▶ **WHAT YOU ARE ASKED TO DO**: Please present every line of the material below as a numbered list, skipping any blank lines and leaving the pictures out of your answer.

:: EXERCISE INPUTS ::

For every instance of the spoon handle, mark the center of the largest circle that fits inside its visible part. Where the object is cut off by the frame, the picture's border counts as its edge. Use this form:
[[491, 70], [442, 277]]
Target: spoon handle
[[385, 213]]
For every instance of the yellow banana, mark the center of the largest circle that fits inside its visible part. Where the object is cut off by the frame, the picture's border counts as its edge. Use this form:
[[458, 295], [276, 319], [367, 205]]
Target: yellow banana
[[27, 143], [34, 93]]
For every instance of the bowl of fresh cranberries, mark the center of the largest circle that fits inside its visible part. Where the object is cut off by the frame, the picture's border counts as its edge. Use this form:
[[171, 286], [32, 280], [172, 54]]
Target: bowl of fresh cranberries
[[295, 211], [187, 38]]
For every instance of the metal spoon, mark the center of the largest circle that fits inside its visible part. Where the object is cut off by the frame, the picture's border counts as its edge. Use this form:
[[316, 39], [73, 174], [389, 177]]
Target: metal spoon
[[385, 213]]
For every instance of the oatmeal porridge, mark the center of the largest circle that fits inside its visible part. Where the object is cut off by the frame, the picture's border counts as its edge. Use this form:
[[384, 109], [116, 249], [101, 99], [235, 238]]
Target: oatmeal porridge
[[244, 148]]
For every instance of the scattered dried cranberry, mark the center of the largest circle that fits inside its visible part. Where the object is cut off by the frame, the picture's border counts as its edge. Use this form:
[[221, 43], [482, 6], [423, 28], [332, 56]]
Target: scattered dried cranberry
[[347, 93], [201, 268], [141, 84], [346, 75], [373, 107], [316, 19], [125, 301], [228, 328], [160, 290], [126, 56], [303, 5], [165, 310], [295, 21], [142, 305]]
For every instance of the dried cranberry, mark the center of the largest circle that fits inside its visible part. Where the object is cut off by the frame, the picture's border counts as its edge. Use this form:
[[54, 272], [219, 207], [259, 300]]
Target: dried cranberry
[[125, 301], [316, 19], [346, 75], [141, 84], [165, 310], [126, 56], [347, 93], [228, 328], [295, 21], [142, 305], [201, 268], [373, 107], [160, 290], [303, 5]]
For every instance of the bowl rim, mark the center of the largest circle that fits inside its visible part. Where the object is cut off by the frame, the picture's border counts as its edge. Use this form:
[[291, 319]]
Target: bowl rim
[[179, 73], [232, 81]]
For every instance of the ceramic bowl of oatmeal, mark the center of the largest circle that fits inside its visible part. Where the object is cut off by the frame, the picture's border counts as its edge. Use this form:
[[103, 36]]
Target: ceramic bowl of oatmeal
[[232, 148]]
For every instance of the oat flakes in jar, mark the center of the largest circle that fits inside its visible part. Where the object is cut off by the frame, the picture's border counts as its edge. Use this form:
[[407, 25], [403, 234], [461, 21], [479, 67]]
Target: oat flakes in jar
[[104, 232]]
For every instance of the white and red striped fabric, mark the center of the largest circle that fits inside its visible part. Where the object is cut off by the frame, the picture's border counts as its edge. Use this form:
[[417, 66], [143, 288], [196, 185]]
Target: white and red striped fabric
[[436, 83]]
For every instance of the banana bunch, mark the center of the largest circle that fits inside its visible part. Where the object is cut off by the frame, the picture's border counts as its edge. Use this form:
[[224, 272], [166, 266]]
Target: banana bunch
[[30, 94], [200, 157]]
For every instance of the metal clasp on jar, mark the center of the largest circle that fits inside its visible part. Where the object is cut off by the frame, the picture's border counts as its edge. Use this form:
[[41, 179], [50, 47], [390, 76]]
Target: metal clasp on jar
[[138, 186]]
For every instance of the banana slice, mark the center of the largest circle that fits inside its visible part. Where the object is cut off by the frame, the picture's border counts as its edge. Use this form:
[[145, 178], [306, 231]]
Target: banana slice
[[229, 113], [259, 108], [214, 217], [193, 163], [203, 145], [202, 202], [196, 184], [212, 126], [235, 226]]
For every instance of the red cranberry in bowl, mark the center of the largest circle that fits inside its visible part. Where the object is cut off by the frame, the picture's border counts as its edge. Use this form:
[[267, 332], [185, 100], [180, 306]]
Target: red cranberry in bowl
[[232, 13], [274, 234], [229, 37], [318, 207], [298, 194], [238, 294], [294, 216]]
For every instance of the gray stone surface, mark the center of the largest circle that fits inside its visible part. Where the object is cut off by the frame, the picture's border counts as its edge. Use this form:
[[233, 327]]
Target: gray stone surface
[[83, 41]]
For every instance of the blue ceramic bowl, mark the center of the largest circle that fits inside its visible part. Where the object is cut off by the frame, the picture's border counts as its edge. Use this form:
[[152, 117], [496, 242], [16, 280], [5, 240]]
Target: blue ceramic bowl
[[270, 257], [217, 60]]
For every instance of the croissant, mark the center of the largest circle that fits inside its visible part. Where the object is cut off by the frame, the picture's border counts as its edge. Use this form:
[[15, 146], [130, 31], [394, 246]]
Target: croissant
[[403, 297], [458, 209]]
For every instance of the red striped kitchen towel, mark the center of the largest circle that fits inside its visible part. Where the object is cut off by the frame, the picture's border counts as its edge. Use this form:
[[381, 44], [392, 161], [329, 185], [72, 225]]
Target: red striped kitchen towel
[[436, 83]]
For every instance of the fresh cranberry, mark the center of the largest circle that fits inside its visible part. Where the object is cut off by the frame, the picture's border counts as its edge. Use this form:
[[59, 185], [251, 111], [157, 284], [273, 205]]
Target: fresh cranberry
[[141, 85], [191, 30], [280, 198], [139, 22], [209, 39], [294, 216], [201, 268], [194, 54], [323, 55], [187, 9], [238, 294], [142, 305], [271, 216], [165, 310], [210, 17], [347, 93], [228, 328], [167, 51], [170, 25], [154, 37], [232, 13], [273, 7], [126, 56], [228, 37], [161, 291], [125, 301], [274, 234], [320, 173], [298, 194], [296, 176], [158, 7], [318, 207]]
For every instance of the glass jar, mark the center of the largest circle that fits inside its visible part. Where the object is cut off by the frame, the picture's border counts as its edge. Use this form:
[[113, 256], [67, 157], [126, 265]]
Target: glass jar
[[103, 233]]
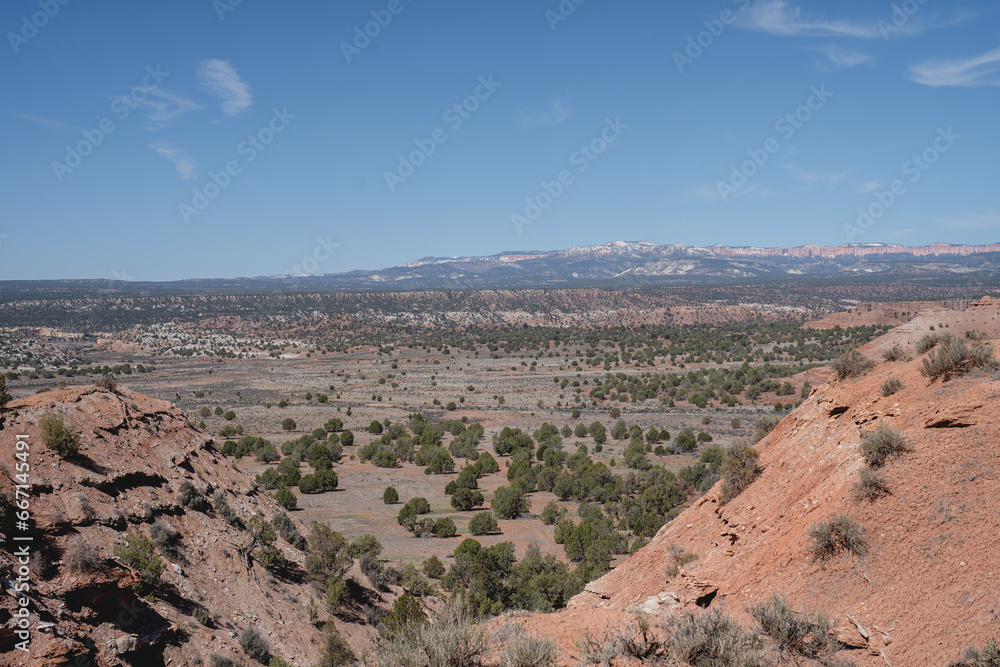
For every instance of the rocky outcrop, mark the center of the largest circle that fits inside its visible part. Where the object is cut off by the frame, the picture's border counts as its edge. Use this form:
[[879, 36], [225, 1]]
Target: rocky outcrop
[[135, 453]]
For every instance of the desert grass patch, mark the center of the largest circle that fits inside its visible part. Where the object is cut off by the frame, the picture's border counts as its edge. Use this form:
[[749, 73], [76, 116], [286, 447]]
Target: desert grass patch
[[871, 486], [805, 634], [851, 365], [880, 444], [739, 470], [895, 353], [954, 358], [841, 533], [891, 386]]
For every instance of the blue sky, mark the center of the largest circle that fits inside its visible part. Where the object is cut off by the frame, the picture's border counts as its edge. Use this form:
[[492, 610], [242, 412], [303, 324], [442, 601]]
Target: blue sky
[[263, 138]]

:::

▶ **EXPECTED ANSWER**:
1. For every instance of the spoon handle, mark the center of the largest circle that fits inside its visible part. Where the object is cut off by the frame, the picture's border counts as its edge. Use this form:
2. [[491, 70], [442, 277]]
3. Target: spoon handle
4. [[385, 213]]
5. For every instance of the yellow banana, mark the center of the largest circle that fits inside its visible part. Where the object is cut off by the frame, the picture's border counts as its edge. Use this form:
6. [[458, 295], [276, 319], [367, 205]]
7. Target: yellow banana
8. [[27, 143], [34, 93]]
9. For every instance of the bowl of fresh cranberries, mark the center of the largest circle that fits inside its visible part. Where the object is cut off by the frame, the picture's border counts as its edge. Use this form:
10. [[171, 286], [32, 280], [172, 54]]
11. Target: bowl of fresh cranberries
12. [[295, 211], [187, 38]]
13. For every instance of the metal spoon, mark the center of the largest circle that fits inside its visible part. Where the object is cut off by the frame, the picture's border counts as its edge. Use this form:
14. [[316, 39], [73, 174], [389, 177]]
15. Target: metal spoon
16. [[385, 213]]
17. For every instance of the oatmeal porridge, mark the center of the largest circle that fits inside its visible part. Where the object is cut off by the frame, the picture's border counts as its edge. Use this form:
18. [[384, 109], [116, 249], [101, 99], [235, 238]]
19. Target: oatmeal porridge
20. [[244, 148]]
21. For every instance of the scattered dried cranberry, mark the center of the largest circle that fits inside its visible part. Where the object is cut off by the frame, the picture's border counts as its edge. Use this form:
22. [[221, 43], [482, 6], [423, 28], [332, 56]]
23. Target: scattered dried cranberry
24. [[347, 93], [201, 268], [141, 84], [346, 75], [373, 107], [316, 19], [125, 301], [228, 328], [160, 290], [126, 56], [303, 5], [165, 310], [295, 21], [142, 305]]
25. For every instance of the dried cranberry, mark the center of the largest circle that fits inside its visible part. Where the object is cut off by the frame, the picture's border counts as its edge. Use this form:
26. [[54, 272], [219, 207], [259, 300]]
27. Target: dried cranberry
28. [[125, 301], [316, 19], [346, 75], [141, 84], [165, 310], [126, 56], [347, 93], [228, 328], [295, 21], [142, 305], [201, 268], [373, 107], [160, 290], [303, 5]]
29. For every instance of the bowl rim, mark the center of the largest circle that fits inside its visible part. Where the object is cut off by the frame, the picture's border counts as its edge. Use this form:
30. [[291, 319]]
31. Target: bowl rim
32. [[179, 73], [232, 81]]
33. For every instance of the ceramic bowl of oatmeal, mark the center of the largest circle that fits inside its visible part. Where the object is cut off by the frame, the picture's border counts as its edge. Use this form:
34. [[103, 36]]
35. Target: ceramic bowl of oatmeal
36. [[232, 148]]
37. For every instance of the oat flakes in jar, mark the center of the largest circle that fits inside its visible part. Where the object is cut off by the frame, the picture's border counts as its edge. Use this form:
38. [[407, 25], [403, 234], [461, 21], [479, 67]]
39. Target: oat flakes in jar
40. [[104, 232]]
41. For every instance of the white and red striped fabric, mark the center of the largest circle that fits inside its visible part. Where the object is cut off by the frame, the picture's border counts as its edge. Use this form:
42. [[417, 66], [143, 288], [196, 185]]
43. Target: white and red striped fabric
44. [[436, 83]]
45. For every instance of the banana bunch, mark the center of the largest circle that fits inside its visible part. Where the object is cut off by the frame, the picture's border counts as its edge. Use this form:
46. [[224, 272], [166, 266]]
47. Target: banana bunch
48. [[30, 94], [200, 157]]
49. For every instance of the metal clasp on jar, mark the center of the largest circle that fits inside its visible part. Where the object is cut off by the frame, the picture's border counts as its edge. Use this form:
50. [[41, 179], [50, 47], [390, 76]]
51. Target: metal clasp on jar
52. [[138, 186]]
53. For every instance of the banana slice, mark the center of the largest circle that fits inside its visible part. Where the object is cut off by the frame, the picture's border counts as its edge. Use this form:
54. [[145, 178], [306, 231]]
55. Target: banana slice
56. [[229, 113], [259, 108], [214, 217], [193, 163], [203, 145], [202, 202], [196, 184], [212, 126], [235, 226]]
57. For every instance of the red cranberry in bowl, mark the center of the largest circle that fits inside its visible part. Where the object is cut off by the frame, the picture's border counts as its edge. Use this form:
58. [[267, 332], [185, 100], [180, 306]]
59. Target: red cranberry in bowl
60. [[232, 13], [274, 234], [229, 37], [318, 207], [298, 194], [238, 294], [294, 216]]
61. For every instance of the gray stone surface, mark the center of the largest circle that fits inside its visible part. Where the object is cut off by the frame, the picture's border counts as its edge. Use this form:
62. [[233, 327]]
63. Target: gray stone surface
64. [[83, 41]]
65. For every instance of the blue ceramic bowl, mark the center of the largest circle that fits inside its visible part. Where the object is cut off by the frame, the picture's border counts as its edge. Use this form:
66. [[152, 117], [496, 242], [16, 280], [5, 240]]
67. Target: blue ceramic bowl
68. [[270, 257], [217, 60]]
69. For every instance of the croissant, mark the center of the largest circle that fits inside its visible part. Where the object is cut off by the frame, the picture's border counts as its edge. Use this form:
70. [[15, 146], [130, 31], [394, 246]]
71. Target: croissant
72. [[403, 297], [458, 209]]
73. For every instance of the red striped kitchen towel, mark the center of the largest circle that fits inside its visible part. Where the object is cut off by the frame, the picture's border counts as its edge. Use this form:
74. [[381, 44], [392, 161], [329, 185], [72, 225]]
75. Target: red striped kitchen towel
76. [[436, 83]]
77. For every instance of the fresh cranberry, mark the center of the largest circle that fits inside its visible part. Where the object is cut off by the frame, the picture's border counts as its edge. Use this form:
78. [[59, 185], [251, 111], [157, 284], [273, 205]]
79. Target: fresh cranberry
80. [[141, 85], [191, 30], [280, 198], [139, 22], [209, 39], [294, 216], [201, 268], [194, 54], [323, 55], [187, 9], [238, 294], [142, 305], [271, 216], [165, 310], [210, 17], [347, 93], [228, 328], [167, 51], [170, 25], [154, 37], [232, 13], [273, 7], [126, 56], [228, 37], [161, 291], [125, 301], [274, 234], [320, 173], [298, 194], [296, 176], [158, 7], [318, 207]]
81. For every instance of the glass jar, mark the center of the largest circle that fits inside its visible part. Where the object is cut off by the frame, the picture's border counts as its edge. Use this form:
82. [[113, 256], [67, 157], [126, 265]]
83. Target: glass jar
84. [[103, 233]]
85. For every instance of the rocky outcrop, mark the center of the largest circle that fits inside its visible part. Where the object is cut off by the frame, the picture's border counts as its edge. Use this form:
86. [[879, 36], [225, 1]]
87. Target: rocky outcrop
88. [[135, 453]]
89. For every instance of the desert grass patch, mark the center of the largest circle that fits inside its visible part. Where the object is cut off by the frame, the picture's border counts as its edge. Use this form:
90. [[749, 73], [76, 116], [286, 447]]
91. Target: desert grass patch
92. [[871, 486], [805, 634], [851, 365], [880, 444], [739, 470], [895, 353], [954, 358], [841, 533], [891, 386]]
93. For every instance of the blue sky, mark the center of the largest circle that fits inside its visible part. Where the object is cut off by the frame, the picture's border counts as its edge. Use this form:
94. [[492, 610], [242, 412], [303, 324], [442, 601]]
95. Target: blue sky
96. [[263, 138]]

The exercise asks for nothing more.